— Aim —
Please return the full listing below without altering anything.

[Point labeling dataset excerpts]
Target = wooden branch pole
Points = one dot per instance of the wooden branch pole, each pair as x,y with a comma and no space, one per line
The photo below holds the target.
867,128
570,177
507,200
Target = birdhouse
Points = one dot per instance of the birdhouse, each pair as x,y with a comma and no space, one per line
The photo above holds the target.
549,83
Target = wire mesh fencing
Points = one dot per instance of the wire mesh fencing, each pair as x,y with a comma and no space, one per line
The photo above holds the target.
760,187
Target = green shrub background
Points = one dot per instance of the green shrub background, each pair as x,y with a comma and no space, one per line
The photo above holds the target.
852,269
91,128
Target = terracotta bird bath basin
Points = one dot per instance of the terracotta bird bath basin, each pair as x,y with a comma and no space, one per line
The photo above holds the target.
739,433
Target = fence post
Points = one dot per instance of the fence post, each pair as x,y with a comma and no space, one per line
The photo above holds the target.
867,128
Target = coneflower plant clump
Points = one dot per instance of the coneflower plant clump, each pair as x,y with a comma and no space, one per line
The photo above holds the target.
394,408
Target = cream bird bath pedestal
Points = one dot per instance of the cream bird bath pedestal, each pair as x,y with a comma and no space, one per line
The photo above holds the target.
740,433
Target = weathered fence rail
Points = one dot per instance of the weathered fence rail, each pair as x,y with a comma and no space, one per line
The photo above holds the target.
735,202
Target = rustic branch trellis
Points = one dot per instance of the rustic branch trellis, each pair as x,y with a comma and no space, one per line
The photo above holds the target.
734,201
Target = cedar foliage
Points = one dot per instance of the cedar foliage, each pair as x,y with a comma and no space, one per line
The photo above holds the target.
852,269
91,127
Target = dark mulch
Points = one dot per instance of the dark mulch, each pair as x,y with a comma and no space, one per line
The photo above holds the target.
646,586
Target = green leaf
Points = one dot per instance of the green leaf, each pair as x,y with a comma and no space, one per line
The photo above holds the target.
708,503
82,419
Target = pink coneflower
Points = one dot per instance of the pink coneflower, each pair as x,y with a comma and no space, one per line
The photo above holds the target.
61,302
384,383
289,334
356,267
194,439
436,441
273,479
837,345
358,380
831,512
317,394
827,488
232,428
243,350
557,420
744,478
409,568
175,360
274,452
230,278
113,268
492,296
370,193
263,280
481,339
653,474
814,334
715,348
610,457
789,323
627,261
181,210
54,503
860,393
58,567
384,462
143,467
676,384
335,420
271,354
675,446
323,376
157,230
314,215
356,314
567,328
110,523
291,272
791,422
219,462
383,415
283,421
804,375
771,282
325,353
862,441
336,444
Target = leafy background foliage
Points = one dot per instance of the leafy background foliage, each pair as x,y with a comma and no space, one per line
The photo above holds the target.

— Result of this task —
Target = wooden branch pole
Points = one dot per instance of the wooden branch pole, each pair as x,y with a comma and no space, one per line
The photo below holds the target.
867,128
570,177
507,200
Target = birdhouse
Points = one dot per instance of the birdhouse, each pair as x,y with a comma and no space, one per line
The photo above holds the target.
549,83
Target = wire mesh fencing
Points = one dot per instance of the wire mesh fencing, each pair as x,y with a comma and no space, one per line
The photo above holds the target.
760,187
Target = green shrub background
Points = one dot per instance of the green shrub background, each pair as x,y with a comma and no space, one per line
The photo above holds the target.
852,269
91,128
Target = terracotta bird bath basin
Points = one dot per instance of the terracotta bird bath basin, each pair as x,y with a comma and no space, one per line
The photo above holds the target.
739,433
Target = fence post
Points = one dot per instance of the fence post, each pair as x,y with a comma and no space, one per line
The photo above holds the target.
867,128
Target = coneflower plant clump
Points = one dot per instance of the coneflower plant clump, each pair as x,y with a comma and no space, one per line
The photo above holds the target.
394,408
Target = cream bird bath pedestal
Points = one dot per instance of the cream bird bath pedestal, each pair as x,y with a comma and no space, one per line
The photo above holds the target.
740,433
Target = weathered fence rail
Points = one dot per instance of the weathered fence rail, each pair as x,y with a comma and no space, one per line
The photo above holds the target.
735,202
Target = rustic branch trellis
Points = one dot per instance of the rustic branch trellis, each pair as x,y with a comma and no space, one per line
The photo above holds the target.
734,201
Target = cedar foliage
Points = one dot per instance of the cedar foliage, each pair as x,y with a comma and no space, one per line
The photo above holds the target.
852,269
91,127
Target = dark mulch
Points = one dot per instance of the dark mulch, each pair as x,y with a comma and no space, one per line
The photo above holds the target.
646,586
Target = green leaf
Points = one dot per instance of the green leaf, each pair as x,y with a comma and no space, one per line
The photo above holds the target.
708,503
82,419
Target = pink coneflower
Points = one dot per instance of the pink coneflower, each pair as x,y with a comma and no space, one per line
The photo above holds the target.
61,302
384,383
289,334
356,267
194,439
436,441
273,479
837,345
358,380
831,512
317,394
827,488
232,428
243,350
557,420
744,478
409,568
175,360
274,452
230,278
113,268
492,296
370,193
263,280
481,339
653,474
814,334
715,348
610,457
789,323
627,261
181,210
54,503
860,393
58,567
384,462
143,467
676,384
335,420
271,354
675,446
323,376
157,230
314,215
356,314
567,328
110,523
291,272
791,422
219,462
383,415
283,421
804,375
771,282
325,353
862,441
336,444
Target = leafy background foliage
Points = one dot per instance of the leafy background foliage, each pair as x,y with a comma and no space, one per line
The photo above holds the target.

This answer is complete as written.